Required work:
How many lines in the rows below contain the string "candle"? Reply with only the number.

+===+

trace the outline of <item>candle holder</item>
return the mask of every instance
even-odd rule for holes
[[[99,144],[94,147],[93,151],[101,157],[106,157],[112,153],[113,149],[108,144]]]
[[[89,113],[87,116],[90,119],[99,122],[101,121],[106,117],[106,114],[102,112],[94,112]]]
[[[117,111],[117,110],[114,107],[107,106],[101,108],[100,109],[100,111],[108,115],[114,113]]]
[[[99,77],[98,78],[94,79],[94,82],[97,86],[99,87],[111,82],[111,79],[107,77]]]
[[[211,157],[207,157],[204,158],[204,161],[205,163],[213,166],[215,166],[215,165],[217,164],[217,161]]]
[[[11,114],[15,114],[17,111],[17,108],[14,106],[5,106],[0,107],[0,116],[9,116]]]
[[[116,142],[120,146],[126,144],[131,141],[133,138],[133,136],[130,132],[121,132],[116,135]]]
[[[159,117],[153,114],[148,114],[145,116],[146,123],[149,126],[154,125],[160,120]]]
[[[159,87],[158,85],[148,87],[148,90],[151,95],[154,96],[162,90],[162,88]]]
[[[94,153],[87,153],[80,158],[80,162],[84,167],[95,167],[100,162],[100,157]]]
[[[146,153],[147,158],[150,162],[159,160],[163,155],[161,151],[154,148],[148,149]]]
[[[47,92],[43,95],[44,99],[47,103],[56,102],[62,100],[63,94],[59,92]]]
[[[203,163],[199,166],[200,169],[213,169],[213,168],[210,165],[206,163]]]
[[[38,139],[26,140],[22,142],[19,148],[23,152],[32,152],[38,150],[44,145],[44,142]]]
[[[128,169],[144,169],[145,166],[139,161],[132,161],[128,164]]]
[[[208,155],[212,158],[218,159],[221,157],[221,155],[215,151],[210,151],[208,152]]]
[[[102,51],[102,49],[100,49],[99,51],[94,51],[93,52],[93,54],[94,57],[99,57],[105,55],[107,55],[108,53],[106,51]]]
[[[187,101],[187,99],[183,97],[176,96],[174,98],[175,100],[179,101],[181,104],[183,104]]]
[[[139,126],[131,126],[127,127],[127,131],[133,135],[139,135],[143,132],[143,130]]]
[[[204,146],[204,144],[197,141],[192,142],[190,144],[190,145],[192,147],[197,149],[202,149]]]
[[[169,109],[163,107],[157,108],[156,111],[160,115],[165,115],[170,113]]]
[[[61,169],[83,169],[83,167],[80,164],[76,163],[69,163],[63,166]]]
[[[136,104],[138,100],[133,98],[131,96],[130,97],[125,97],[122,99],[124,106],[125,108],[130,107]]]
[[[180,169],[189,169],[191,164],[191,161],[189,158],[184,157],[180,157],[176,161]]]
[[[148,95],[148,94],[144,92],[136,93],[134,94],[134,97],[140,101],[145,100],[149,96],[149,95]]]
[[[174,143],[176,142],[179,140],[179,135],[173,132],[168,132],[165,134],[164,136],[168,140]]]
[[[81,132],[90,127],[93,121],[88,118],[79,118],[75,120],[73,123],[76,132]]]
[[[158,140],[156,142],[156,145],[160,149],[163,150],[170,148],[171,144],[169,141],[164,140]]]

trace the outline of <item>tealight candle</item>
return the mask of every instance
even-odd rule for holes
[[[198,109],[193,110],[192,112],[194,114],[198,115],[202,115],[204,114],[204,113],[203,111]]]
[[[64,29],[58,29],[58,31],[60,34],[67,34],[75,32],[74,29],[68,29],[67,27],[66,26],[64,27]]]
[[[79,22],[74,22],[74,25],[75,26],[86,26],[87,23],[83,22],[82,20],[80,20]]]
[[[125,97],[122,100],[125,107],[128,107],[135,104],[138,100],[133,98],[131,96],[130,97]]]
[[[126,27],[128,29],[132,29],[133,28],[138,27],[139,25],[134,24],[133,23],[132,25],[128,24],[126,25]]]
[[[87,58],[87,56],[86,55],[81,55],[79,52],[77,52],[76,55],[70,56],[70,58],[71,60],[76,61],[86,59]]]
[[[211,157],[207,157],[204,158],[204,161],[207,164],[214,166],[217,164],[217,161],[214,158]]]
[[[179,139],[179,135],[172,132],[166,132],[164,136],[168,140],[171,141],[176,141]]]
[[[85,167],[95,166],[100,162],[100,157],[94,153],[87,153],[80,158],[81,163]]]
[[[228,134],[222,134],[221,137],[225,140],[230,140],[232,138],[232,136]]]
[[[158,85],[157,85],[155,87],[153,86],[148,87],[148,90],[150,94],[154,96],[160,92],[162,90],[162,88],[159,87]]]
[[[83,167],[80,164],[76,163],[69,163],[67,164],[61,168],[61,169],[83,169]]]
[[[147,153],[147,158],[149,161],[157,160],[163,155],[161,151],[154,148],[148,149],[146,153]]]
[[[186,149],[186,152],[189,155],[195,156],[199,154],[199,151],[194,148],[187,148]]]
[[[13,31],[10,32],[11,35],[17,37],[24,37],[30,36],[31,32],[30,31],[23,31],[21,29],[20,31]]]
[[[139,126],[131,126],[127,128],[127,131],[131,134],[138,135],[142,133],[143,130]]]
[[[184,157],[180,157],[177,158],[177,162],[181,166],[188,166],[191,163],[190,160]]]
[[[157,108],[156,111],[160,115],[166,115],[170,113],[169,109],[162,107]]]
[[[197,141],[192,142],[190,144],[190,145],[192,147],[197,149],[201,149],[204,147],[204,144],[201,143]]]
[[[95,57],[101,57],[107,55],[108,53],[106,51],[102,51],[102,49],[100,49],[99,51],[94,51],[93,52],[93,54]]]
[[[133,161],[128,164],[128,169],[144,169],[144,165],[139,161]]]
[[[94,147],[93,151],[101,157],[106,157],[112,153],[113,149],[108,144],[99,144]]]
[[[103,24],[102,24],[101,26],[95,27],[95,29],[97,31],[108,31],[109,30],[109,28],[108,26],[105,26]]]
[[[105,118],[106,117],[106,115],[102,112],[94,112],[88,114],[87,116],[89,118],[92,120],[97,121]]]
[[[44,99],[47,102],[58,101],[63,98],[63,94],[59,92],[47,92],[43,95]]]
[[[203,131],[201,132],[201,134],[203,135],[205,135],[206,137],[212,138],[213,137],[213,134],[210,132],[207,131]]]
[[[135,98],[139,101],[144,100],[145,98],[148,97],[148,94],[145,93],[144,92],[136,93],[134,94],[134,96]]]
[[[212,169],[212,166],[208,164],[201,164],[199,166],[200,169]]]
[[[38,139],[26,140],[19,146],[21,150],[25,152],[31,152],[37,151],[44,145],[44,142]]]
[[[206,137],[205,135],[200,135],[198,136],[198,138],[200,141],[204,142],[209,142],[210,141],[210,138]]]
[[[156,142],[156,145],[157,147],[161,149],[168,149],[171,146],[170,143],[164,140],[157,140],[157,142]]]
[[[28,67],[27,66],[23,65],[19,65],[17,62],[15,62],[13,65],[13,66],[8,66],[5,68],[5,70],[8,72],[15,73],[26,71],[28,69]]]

+===+

The output:
2